(Records of labeled boxes)
__________________________________________________

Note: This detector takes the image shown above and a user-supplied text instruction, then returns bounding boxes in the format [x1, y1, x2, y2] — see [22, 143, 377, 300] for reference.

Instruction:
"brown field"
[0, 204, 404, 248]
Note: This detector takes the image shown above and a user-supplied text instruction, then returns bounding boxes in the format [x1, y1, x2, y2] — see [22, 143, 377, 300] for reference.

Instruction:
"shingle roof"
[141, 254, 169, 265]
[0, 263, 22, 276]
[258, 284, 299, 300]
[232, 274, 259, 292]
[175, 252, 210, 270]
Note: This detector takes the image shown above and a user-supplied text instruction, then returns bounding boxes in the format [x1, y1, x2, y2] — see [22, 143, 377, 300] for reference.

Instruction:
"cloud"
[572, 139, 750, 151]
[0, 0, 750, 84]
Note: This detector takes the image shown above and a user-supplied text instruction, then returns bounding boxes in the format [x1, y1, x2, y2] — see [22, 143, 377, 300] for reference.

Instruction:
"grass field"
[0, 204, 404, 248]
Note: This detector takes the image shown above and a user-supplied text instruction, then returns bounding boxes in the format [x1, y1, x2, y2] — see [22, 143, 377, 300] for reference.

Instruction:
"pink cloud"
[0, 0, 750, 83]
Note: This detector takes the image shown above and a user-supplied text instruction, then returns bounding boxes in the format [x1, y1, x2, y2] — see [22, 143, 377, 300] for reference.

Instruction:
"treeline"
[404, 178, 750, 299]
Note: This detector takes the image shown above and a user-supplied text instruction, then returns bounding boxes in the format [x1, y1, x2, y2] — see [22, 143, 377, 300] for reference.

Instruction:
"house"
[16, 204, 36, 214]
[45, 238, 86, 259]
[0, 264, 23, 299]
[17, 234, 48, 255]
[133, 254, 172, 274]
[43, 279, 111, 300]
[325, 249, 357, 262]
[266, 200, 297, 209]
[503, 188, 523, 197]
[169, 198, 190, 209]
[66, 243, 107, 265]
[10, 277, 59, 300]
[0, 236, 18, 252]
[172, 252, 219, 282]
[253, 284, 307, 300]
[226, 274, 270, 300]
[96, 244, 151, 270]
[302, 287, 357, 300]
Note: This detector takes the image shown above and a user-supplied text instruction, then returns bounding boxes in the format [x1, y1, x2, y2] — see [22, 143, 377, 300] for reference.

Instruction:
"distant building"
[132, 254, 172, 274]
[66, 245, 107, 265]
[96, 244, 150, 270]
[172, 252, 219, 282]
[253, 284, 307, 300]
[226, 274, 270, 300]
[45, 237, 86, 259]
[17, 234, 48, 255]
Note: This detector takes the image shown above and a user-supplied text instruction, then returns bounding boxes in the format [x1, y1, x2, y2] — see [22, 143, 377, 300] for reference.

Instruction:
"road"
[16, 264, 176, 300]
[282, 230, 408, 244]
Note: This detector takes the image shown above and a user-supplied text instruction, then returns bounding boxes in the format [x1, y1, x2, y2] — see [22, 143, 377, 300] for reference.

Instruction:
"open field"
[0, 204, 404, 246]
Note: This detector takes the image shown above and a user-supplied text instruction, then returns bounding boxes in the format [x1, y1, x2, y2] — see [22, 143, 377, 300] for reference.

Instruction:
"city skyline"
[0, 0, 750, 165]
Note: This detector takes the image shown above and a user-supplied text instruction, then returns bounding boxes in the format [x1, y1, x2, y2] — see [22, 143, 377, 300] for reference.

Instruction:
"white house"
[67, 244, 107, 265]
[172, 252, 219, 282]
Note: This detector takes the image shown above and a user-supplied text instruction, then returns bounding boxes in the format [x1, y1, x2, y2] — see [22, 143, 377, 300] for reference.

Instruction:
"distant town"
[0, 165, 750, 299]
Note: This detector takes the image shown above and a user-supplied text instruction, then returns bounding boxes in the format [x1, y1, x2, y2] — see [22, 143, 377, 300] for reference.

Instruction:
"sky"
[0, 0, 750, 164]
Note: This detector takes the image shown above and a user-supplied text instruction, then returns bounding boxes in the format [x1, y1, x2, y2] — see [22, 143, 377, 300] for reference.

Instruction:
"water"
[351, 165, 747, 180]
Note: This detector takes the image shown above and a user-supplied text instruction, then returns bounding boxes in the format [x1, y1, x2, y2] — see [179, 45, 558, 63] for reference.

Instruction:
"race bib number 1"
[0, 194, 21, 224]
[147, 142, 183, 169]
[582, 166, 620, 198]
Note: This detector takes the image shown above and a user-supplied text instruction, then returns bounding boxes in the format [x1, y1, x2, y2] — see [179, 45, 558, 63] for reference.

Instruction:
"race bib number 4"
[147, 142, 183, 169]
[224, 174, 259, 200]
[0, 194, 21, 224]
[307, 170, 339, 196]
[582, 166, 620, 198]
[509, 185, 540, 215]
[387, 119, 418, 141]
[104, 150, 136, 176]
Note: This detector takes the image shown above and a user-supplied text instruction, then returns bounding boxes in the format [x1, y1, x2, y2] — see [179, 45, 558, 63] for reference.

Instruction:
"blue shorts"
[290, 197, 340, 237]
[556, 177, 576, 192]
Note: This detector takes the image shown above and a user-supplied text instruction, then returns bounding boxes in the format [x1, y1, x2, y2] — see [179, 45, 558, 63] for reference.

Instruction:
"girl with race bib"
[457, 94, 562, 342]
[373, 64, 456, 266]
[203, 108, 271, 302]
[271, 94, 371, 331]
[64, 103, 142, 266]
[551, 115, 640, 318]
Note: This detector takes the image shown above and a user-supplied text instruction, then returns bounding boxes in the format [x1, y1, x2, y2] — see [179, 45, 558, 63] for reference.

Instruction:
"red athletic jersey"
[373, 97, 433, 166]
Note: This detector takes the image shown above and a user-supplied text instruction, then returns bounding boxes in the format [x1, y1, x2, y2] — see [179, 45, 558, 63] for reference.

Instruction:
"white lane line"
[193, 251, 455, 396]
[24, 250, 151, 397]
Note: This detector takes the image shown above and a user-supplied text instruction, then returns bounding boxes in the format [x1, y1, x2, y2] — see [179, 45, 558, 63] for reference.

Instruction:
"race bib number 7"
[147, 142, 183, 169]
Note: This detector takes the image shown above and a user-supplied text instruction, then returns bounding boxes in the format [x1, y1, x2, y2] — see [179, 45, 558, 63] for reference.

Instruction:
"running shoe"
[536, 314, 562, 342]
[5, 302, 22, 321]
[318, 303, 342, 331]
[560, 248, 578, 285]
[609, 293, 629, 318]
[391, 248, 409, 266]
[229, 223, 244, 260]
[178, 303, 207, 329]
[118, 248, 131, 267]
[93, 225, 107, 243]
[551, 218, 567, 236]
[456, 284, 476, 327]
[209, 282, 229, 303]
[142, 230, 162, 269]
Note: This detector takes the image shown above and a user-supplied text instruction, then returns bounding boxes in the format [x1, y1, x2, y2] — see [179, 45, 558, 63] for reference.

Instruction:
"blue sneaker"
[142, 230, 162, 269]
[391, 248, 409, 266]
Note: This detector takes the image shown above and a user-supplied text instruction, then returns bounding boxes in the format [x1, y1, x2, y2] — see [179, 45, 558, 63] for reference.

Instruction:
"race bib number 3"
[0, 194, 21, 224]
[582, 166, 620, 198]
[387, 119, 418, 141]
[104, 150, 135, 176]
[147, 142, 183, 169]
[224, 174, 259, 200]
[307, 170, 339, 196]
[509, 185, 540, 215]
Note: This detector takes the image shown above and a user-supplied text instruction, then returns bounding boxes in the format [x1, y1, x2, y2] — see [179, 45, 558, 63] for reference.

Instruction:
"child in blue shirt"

__________________________________________________

_Task to complete_:
Scale everything from the start of the material down to the line containing "[0, 0, 750, 83]", both ends included, by multiplying every box coordinate in the answers by 1.35 and rounding to whole numbers, halves up. Reproduce all other lines unchanged, including the reference coordinates in the notes.

_Written solution_:
Note: This detector takes the image shown above and a user-supplied text instruction, then returns bounding boxes in the format [x1, y1, x2, y2] — see [22, 143, 377, 300] for reference.

Instruction:
"brown field"
[0, 275, 545, 335]
Note: This detector takes the image shown above and a user-supplied text instruction, then returns bounding boxes in the format [x1, y1, x2, y2] — see [22, 143, 377, 300] for reference.

Instruction:
"shingle roof"
[190, 343, 228, 358]
[0, 355, 30, 373]
[348, 383, 404, 405]
[313, 370, 350, 394]
[236, 340, 284, 365]
Note: This detector takes the image shown above and a user-supplied text instruction, then returns bounding boxes in the format [x1, y1, x2, y2] — see [22, 143, 377, 300] for reference.

Instruction:
"cloud"
[772, 188, 1013, 204]
[0, 0, 1013, 113]
Note: This detector takes the image shown above and a user-supplied text instruction, then returns bounding boxes in the format [x1, y1, x2, y2] — see [22, 143, 377, 300] for reference.

Instruction:
"grass field"
[0, 275, 545, 335]
Note: This detector takes the image shown above and a user-supplied text instruction, then returns bounding boxes in the format [x1, y1, x2, y2] — see [22, 143, 377, 300] for reference.

Instruction:
"pink cloud"
[0, 0, 1013, 112]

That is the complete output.